* [WHAT YOU NEED TO DO]
A. Summarize the post on the Maxwell distribution in two sentences.
B. Reproduce the post on the Maxwell distribution verbatim from "The purpose of" to "and temperature \(T\).".

* [EXCERPT]
____

The purpose of this post is to outline a derivation of the classical Maxwell distribution \(\rho_{\textbf V}(\textbf v|m,T)\), i.e. the probability density function for the continuous speed random vector \(\textbf V\) in a monatomic ideal gas given the atomic mass \(m\) and temperature \(T\).
It turns out that the specific Gaussian form of the \(\textbf v\)-dependence in the Maxwell distribution, namely\(\rho_{\textbf V}(\textbf v|m,T)\propto e^{-|\textbf v|^2/2\sigma^2(m,T)}\) does not actually require any physics whatsoever, emerging instead purely from the \(SO(3)\) symmetry of the setup (valid whether or not there’s any interaction among the gas particles). Put another way, any continuous random vector like the momentum \(\textbf P\), the acceleration \(\textbf A\), the angular momentum \(\textbf L\), etc. will also be normally distributed across the gas particles! For sake of concreteness however, let us work with the velocity random vector \(\textbf V\).

____

* [SUPPLIED MATERIAL]
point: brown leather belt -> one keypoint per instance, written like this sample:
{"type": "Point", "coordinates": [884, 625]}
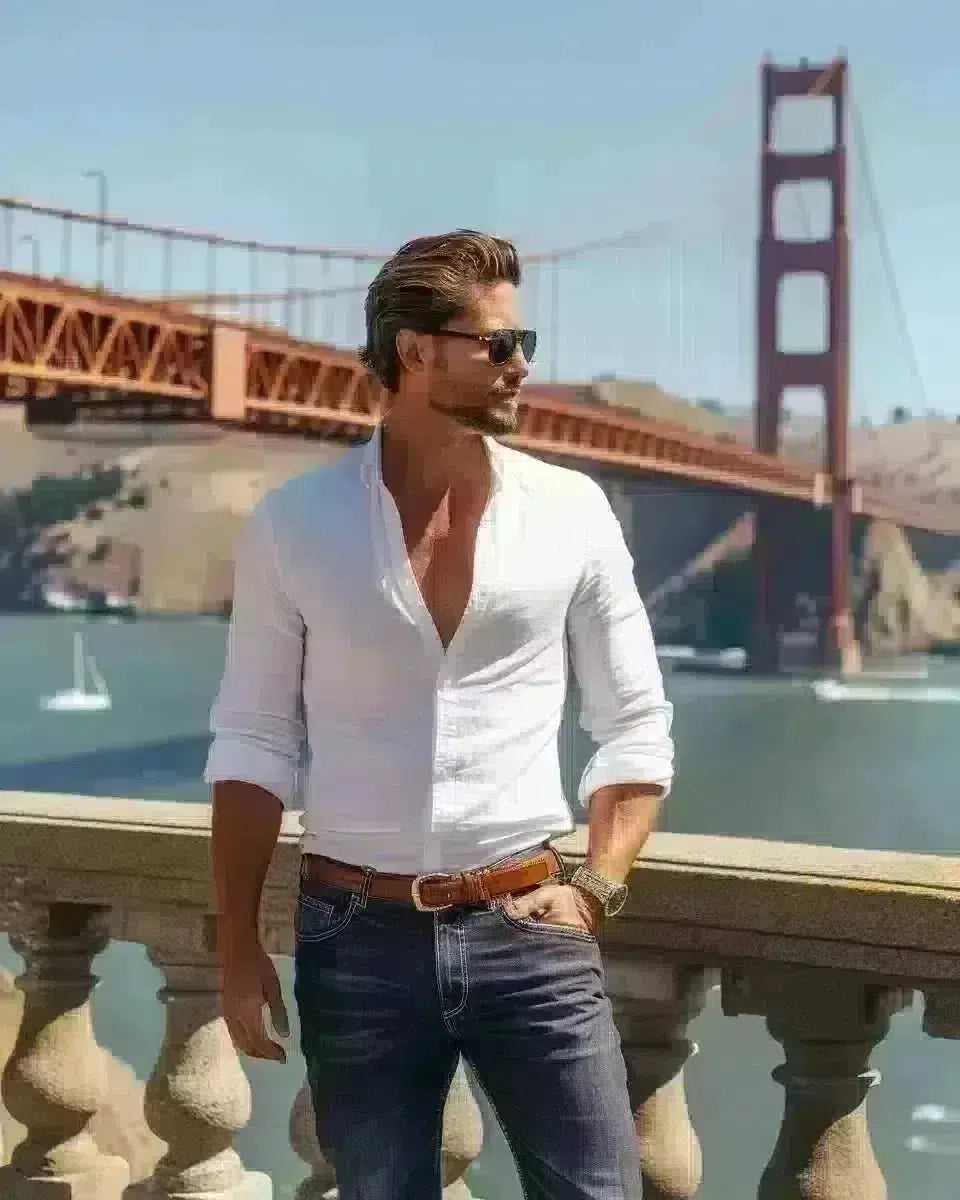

____

* [RESULTS]
A. The post outlines a derivation of the classical Maxwell distribution, the probability density function for the continuous random vector V in a monatomic ideal gas, given the atomic mass m and temperature T. It argues that the Gaussian form of the distribution's v-dependence requires no physics and arises purely from the SO(3) symmetry of the setup, whether or not the gas particles interact, so that other continuous random vectors such as momentum, acceleration and angular momentum would also be normally distributed, though the post works with velocity for concreteness.

B.
The purpose of this post is to outline a derivation of the classical Maxwell distribution \(\rho_{\textbf V}(\textbf v|m,T)\), i.e. the probability density function for the continuous speed random vector \(\textbf V\) in a monatomic ideal gas given the atomic mass \(m\) and temperature \(T\).